──────── Extrait du texte ────────

C’est à l’oubli de prescriptions semblables qu’il faut attribuer la catastrophe qui épouvanta la ville d’Anvers, le 6 septembre 1889.

Un industriel belge, nommé Corvilain, avait acheté au gouvernement espagnol cinquante millions de vieilles cartouches, qu’il voulait dépecer, pour en revendre la poudre et les balles. Le gouvernement français lui avait refusé l’autorisation de se livrer, sur notre territoire, à cette opération dangereuse, uniquement utile au spéculateur ; mais les autorités municipales d’Anvers furent moins sévères, et autorisèrent l’installation, aux portes de la ville, d’un atelier pour ce travail.

──────── Extraits de données ────────

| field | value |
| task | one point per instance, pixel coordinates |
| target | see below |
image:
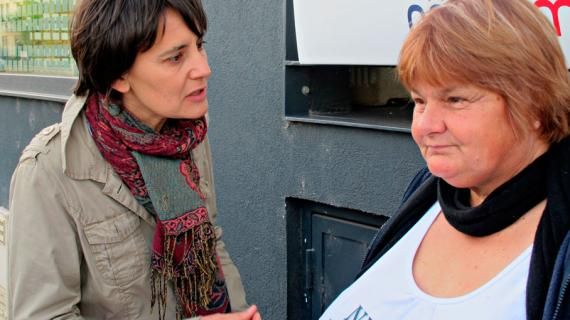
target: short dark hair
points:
(107, 35)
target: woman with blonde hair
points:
(483, 233)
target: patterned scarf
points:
(160, 173)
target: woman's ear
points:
(121, 85)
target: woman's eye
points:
(455, 99)
(175, 58)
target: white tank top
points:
(388, 291)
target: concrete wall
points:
(260, 159)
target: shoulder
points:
(45, 142)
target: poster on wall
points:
(370, 32)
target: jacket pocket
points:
(119, 248)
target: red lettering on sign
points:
(553, 7)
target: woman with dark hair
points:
(113, 209)
(484, 234)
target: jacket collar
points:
(81, 159)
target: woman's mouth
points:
(197, 95)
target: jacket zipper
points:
(563, 289)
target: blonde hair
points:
(506, 46)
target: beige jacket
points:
(79, 242)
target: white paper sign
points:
(371, 32)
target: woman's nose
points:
(199, 67)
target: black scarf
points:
(501, 208)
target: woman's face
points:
(170, 79)
(465, 135)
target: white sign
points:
(371, 32)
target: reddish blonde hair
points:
(506, 46)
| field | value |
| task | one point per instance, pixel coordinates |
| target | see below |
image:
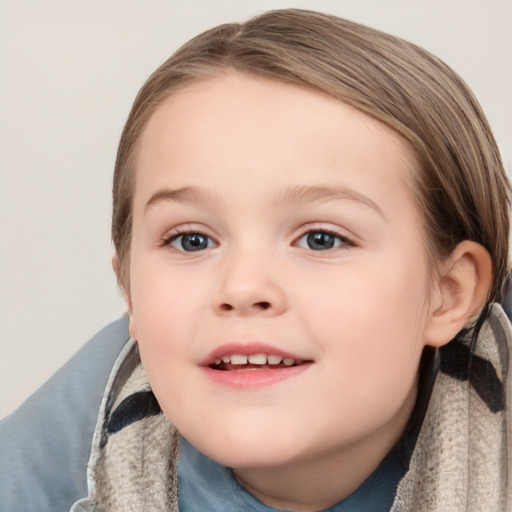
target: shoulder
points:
(45, 444)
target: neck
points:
(319, 483)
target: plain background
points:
(69, 71)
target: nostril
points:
(262, 305)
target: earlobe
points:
(462, 288)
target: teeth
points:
(258, 359)
(238, 359)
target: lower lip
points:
(250, 379)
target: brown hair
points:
(462, 190)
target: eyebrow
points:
(290, 195)
(300, 194)
(180, 195)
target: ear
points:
(460, 291)
(116, 266)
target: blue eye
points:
(321, 241)
(190, 242)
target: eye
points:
(322, 240)
(190, 242)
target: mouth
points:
(260, 361)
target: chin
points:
(249, 451)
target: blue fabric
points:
(206, 485)
(45, 443)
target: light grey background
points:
(69, 72)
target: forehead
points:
(240, 125)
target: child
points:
(311, 229)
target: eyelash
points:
(344, 241)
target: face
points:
(278, 275)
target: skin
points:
(252, 151)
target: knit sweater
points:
(461, 460)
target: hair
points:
(461, 188)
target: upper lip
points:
(248, 348)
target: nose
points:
(249, 286)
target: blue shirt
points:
(203, 484)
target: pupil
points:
(320, 240)
(194, 242)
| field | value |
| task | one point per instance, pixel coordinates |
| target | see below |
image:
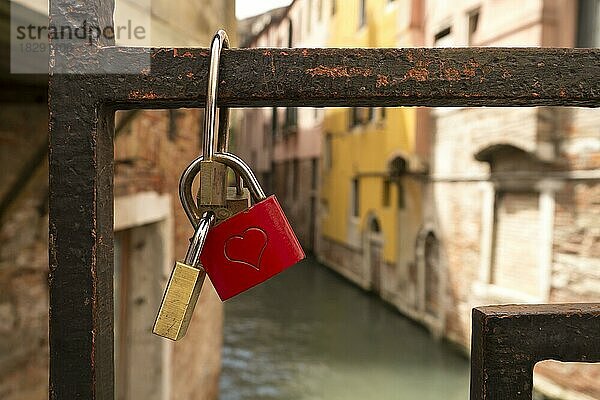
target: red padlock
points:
(251, 246)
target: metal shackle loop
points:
(233, 162)
(192, 256)
(219, 42)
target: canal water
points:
(309, 334)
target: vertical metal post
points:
(81, 214)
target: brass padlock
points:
(237, 198)
(184, 287)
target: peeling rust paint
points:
(338, 72)
(138, 95)
(382, 80)
(418, 74)
(185, 54)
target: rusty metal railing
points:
(82, 106)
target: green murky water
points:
(309, 334)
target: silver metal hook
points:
(233, 162)
(220, 41)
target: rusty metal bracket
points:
(82, 105)
(507, 341)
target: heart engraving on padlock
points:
(247, 248)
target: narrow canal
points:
(309, 334)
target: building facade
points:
(512, 195)
(373, 163)
(283, 144)
(151, 230)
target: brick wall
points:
(23, 254)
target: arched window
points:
(432, 274)
(397, 167)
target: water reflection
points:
(308, 334)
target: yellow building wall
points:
(364, 152)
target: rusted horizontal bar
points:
(507, 342)
(353, 77)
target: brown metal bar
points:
(507, 342)
(81, 215)
(356, 77)
(82, 108)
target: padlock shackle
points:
(209, 148)
(233, 162)
(192, 257)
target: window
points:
(400, 187)
(314, 167)
(274, 122)
(362, 13)
(354, 120)
(473, 25)
(319, 10)
(361, 115)
(355, 198)
(295, 178)
(328, 151)
(442, 38)
(370, 114)
(308, 16)
(387, 193)
(588, 24)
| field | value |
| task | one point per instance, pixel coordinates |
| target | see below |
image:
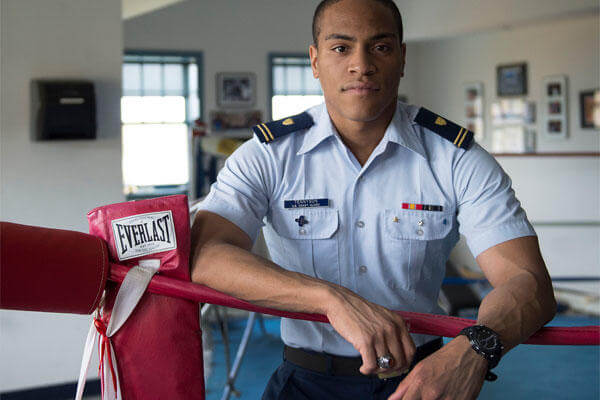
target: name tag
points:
(424, 207)
(306, 203)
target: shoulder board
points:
(459, 136)
(270, 131)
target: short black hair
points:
(324, 4)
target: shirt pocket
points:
(312, 248)
(410, 237)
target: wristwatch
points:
(486, 343)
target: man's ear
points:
(403, 56)
(312, 51)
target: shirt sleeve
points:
(488, 210)
(241, 192)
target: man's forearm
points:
(518, 308)
(239, 273)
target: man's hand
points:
(373, 330)
(453, 372)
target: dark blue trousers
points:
(291, 382)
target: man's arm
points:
(221, 260)
(521, 302)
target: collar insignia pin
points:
(301, 221)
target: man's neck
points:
(362, 137)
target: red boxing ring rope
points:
(429, 324)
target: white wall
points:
(54, 184)
(555, 189)
(235, 36)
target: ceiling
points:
(426, 19)
(134, 8)
(434, 19)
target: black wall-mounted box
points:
(63, 110)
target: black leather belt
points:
(344, 366)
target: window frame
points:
(270, 58)
(161, 190)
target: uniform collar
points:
(401, 129)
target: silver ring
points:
(385, 362)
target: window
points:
(293, 88)
(161, 99)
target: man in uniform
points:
(362, 199)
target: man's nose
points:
(361, 63)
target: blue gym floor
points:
(527, 372)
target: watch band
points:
(487, 344)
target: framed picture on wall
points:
(474, 108)
(589, 109)
(236, 89)
(554, 107)
(511, 79)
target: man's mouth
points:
(360, 88)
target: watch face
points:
(487, 341)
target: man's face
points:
(359, 59)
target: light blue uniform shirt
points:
(364, 240)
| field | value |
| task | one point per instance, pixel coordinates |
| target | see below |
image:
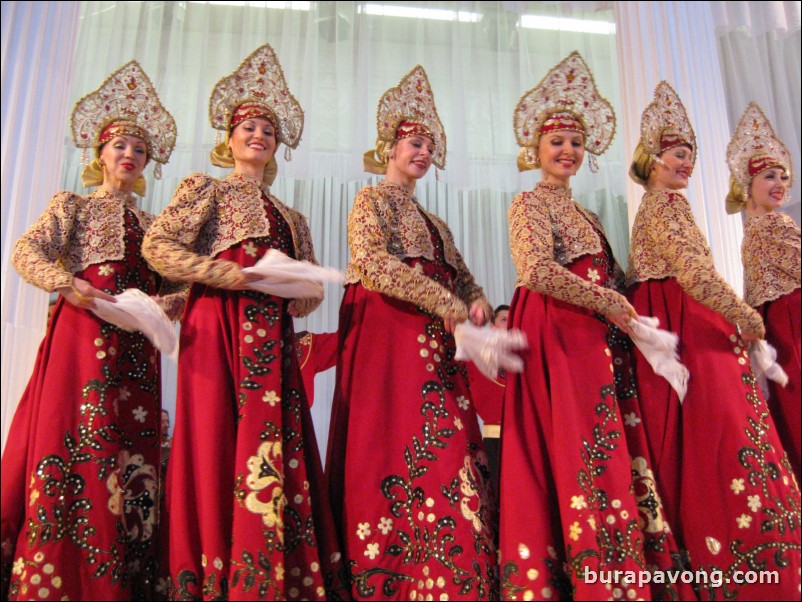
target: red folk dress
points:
(771, 258)
(317, 352)
(405, 463)
(246, 505)
(578, 497)
(727, 486)
(81, 467)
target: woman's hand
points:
(478, 313)
(622, 319)
(244, 280)
(749, 337)
(82, 294)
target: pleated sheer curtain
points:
(338, 58)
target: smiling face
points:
(253, 142)
(123, 158)
(560, 154)
(411, 157)
(767, 190)
(672, 169)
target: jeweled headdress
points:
(753, 148)
(664, 124)
(126, 103)
(258, 82)
(565, 99)
(405, 110)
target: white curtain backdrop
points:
(38, 39)
(338, 57)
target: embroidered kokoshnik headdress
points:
(256, 88)
(406, 110)
(664, 125)
(125, 104)
(753, 148)
(566, 99)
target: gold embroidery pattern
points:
(386, 226)
(666, 243)
(771, 256)
(426, 534)
(766, 511)
(208, 216)
(549, 229)
(73, 233)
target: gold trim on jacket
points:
(73, 233)
(771, 256)
(548, 230)
(387, 225)
(667, 243)
(207, 216)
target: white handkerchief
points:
(490, 348)
(659, 347)
(135, 310)
(290, 278)
(763, 358)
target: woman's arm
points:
(532, 245)
(169, 245)
(678, 239)
(382, 272)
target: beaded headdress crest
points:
(754, 148)
(411, 101)
(259, 81)
(664, 124)
(127, 97)
(567, 95)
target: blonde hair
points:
(736, 197)
(641, 166)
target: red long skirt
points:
(247, 509)
(782, 318)
(405, 463)
(726, 483)
(81, 466)
(578, 495)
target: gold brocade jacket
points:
(207, 216)
(667, 243)
(549, 230)
(77, 231)
(387, 225)
(771, 256)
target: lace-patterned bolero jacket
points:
(77, 231)
(771, 257)
(207, 216)
(548, 230)
(387, 225)
(667, 243)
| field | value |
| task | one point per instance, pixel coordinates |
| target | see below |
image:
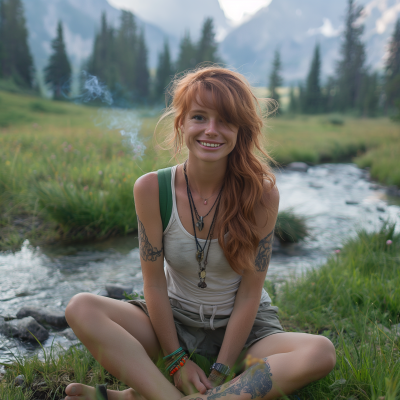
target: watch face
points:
(223, 369)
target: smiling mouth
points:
(212, 145)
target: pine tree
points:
(275, 78)
(102, 62)
(369, 96)
(164, 72)
(142, 70)
(58, 71)
(187, 54)
(350, 68)
(207, 46)
(293, 101)
(126, 49)
(2, 11)
(15, 58)
(392, 68)
(313, 94)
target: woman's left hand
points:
(191, 379)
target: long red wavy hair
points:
(248, 163)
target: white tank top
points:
(181, 271)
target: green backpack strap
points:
(165, 195)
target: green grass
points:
(67, 178)
(353, 299)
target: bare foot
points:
(77, 391)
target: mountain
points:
(81, 20)
(176, 16)
(295, 27)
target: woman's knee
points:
(79, 307)
(323, 355)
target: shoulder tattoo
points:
(147, 251)
(264, 251)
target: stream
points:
(337, 199)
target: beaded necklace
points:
(199, 249)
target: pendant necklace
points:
(199, 218)
(199, 249)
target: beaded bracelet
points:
(181, 363)
(172, 354)
(176, 362)
(175, 358)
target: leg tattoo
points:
(256, 381)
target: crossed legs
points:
(121, 338)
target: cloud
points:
(326, 29)
(175, 16)
(238, 10)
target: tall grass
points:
(59, 169)
(353, 299)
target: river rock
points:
(19, 380)
(44, 315)
(393, 191)
(352, 202)
(298, 166)
(68, 333)
(117, 291)
(24, 329)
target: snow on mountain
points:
(295, 27)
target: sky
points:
(239, 10)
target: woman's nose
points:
(211, 127)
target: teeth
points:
(210, 144)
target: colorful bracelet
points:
(172, 354)
(178, 365)
(176, 362)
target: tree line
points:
(353, 88)
(119, 59)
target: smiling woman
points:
(203, 295)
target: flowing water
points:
(337, 200)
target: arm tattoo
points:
(147, 251)
(264, 252)
(256, 381)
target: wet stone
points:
(68, 333)
(393, 191)
(19, 380)
(26, 328)
(44, 315)
(297, 166)
(117, 291)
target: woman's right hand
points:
(191, 379)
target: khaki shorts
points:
(197, 335)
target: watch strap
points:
(221, 368)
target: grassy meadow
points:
(63, 176)
(353, 300)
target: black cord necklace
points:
(199, 218)
(199, 249)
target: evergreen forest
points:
(119, 59)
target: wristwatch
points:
(221, 368)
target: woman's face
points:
(207, 136)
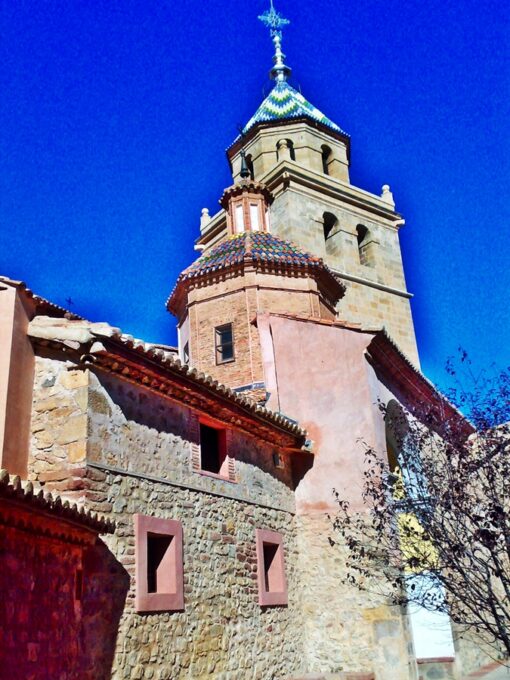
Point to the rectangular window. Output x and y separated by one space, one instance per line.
159 568
254 217
224 343
272 582
78 585
185 353
239 217
212 448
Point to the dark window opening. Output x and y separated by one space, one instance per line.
329 223
326 158
271 567
249 163
212 448
363 246
290 146
78 585
224 343
159 563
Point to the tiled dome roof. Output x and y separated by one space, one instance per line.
262 248
259 246
284 103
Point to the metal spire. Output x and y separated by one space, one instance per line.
274 21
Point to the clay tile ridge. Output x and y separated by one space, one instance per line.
13 489
172 364
43 306
385 352
100 339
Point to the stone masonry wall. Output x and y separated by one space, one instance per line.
298 217
343 628
236 299
222 633
137 459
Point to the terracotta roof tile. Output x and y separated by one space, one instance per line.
12 489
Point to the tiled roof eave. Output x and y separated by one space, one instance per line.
13 491
156 370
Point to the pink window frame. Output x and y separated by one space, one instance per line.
279 595
158 601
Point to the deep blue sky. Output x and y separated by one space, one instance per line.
115 114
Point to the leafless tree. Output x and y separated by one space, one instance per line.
436 526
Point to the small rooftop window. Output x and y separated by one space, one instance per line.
224 343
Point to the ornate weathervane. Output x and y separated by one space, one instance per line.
274 21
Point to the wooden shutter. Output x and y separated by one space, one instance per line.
231 468
194 436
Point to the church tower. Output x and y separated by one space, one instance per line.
302 159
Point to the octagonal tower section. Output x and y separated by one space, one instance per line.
248 271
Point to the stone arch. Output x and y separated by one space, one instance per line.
329 226
327 157
365 246
285 150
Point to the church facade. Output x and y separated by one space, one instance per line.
215 462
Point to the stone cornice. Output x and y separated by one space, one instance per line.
23 508
372 284
110 351
288 172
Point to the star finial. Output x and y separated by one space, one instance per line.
274 21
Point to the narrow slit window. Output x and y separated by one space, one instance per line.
239 217
254 217
272 582
78 585
159 565
362 238
326 154
212 448
224 343
185 353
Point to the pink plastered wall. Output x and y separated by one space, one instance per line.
318 375
16 381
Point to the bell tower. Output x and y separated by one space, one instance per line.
303 159
248 271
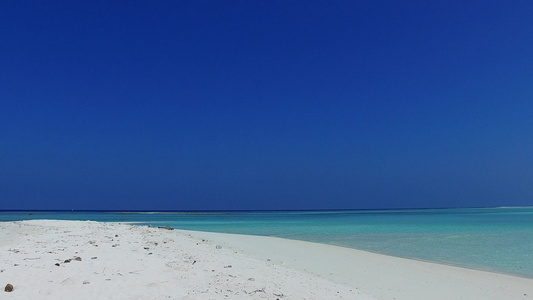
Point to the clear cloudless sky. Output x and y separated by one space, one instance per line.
210 105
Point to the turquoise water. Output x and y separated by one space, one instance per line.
496 239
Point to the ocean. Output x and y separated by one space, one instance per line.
493 239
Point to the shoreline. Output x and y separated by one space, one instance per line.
203 263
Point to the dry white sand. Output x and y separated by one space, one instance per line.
135 262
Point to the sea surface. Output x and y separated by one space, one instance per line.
494 239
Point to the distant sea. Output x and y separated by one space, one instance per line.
493 239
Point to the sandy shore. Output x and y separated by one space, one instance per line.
91 260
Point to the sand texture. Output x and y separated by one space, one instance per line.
91 260
137 262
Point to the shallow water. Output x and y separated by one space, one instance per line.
496 239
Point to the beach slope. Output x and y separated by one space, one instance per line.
48 259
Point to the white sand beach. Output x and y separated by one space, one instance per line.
48 259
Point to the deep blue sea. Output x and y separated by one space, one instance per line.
495 239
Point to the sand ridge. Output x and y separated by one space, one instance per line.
121 261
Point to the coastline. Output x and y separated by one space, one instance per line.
184 264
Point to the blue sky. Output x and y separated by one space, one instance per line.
195 105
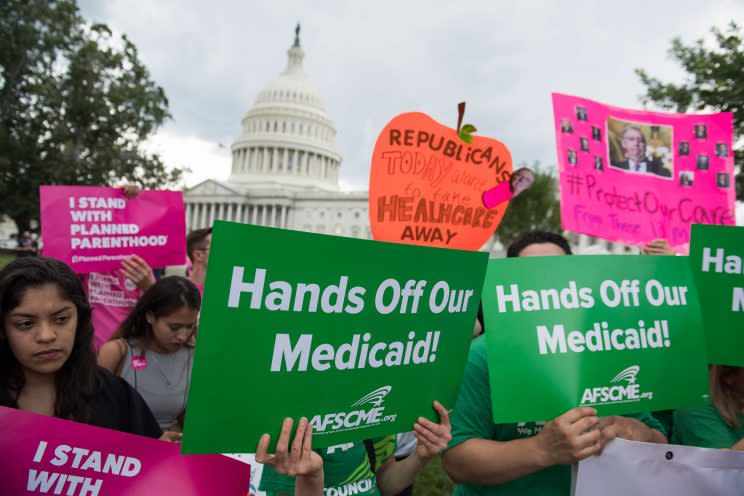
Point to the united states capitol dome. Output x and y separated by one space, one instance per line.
288 139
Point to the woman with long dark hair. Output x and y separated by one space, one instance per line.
150 349
47 363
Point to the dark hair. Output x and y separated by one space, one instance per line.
162 298
77 380
537 237
194 239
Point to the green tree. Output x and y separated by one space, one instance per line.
76 105
714 83
536 208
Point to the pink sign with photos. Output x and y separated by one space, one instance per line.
632 176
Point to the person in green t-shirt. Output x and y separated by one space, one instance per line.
366 468
527 458
720 425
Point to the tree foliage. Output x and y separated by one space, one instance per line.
714 83
76 105
536 208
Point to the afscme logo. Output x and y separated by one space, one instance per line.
376 397
617 393
627 374
356 419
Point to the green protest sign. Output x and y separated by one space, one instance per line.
619 333
716 256
358 336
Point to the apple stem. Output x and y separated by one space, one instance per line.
460 114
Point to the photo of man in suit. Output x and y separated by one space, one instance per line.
633 144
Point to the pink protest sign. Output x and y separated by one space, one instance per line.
92 229
46 455
631 176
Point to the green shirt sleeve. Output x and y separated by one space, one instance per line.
384 449
650 421
704 427
472 416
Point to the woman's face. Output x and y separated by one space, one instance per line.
173 330
41 330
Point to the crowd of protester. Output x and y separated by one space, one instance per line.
66 353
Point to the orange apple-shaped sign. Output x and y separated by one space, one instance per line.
426 184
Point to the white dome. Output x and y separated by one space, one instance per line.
292 87
288 138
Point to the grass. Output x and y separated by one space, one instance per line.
433 481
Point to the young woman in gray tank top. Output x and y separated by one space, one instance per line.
151 350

────────

Tâches à effectuer ::
1 - Indiquez si les affirmations suivantes concordent avec le passage sur la catastrophe d'Anvers. Répondez par oui ou par non et citez à l'identique les mots du passage qui tranchent : (a) Corvilain avait acquis les cartouches auprès du gouvernement espagnol ; (b) le gouvernement français avait permis cette opération sur son territoire ; (c) l'atelier fut installé au centre de la ville.
2 - Poursuivez le passage sur la catastrophe d'Anvers à la suite de sa dernière phrase.
Ces lignes proviennent d'une source distincte de celle du texte.

Réponses fournies ::
1 -
(a) Oui : « avait acheté au gouvernement espagnol cinquante millions de vieilles cartouches ».
(b) Non : « Le gouvernement français lui avait refusé l’autorisation ».
(c) Non : « aux portes de la ville ».

2 -
Il paraît qu’une des ouvrières employées à défaire les cartouches se servit d’une épingle à cheveux, pour détacher la poudre de son enveloppe, et que le frottement du fer suffit à déterminer l’inflammation d’une cartouche. Aussitôt tout sauta, et des 200 ouvriers, enfants et ouvrières, qui travaillaient dans l’atelier, pas un seul ne survécut !

Par une inconcevable imprudence les autorités municipales d’Anvers avaient laissé l’atelier de Corvilain s’installer près des célèbres réservoirs de pétrole, que connaissaient tous les touristes, et qui s’étendaient non loin du port. Les débris enflammés de l’explosion des cartouches mirent le feu aux réservoirs de pétrole, et dix mille barils de ce liquide s’enflammèrent instantanément. On put heureusement préserver vingt mille autres barils, emmagasinés plus loin.

On conçoit l’effroyable brasier qui résulta de l’inflammation d’une telle masse de pétrole, qui courait comme une rivière brûlante, jusqu’au port, où quelques navires furent endommagés, pendant que le reste se hâtait de prendre le large.

L’incendie des magasins de pétrole causa de nouveaux malheurs, de nouvelles ruines et de nouvelles victimes.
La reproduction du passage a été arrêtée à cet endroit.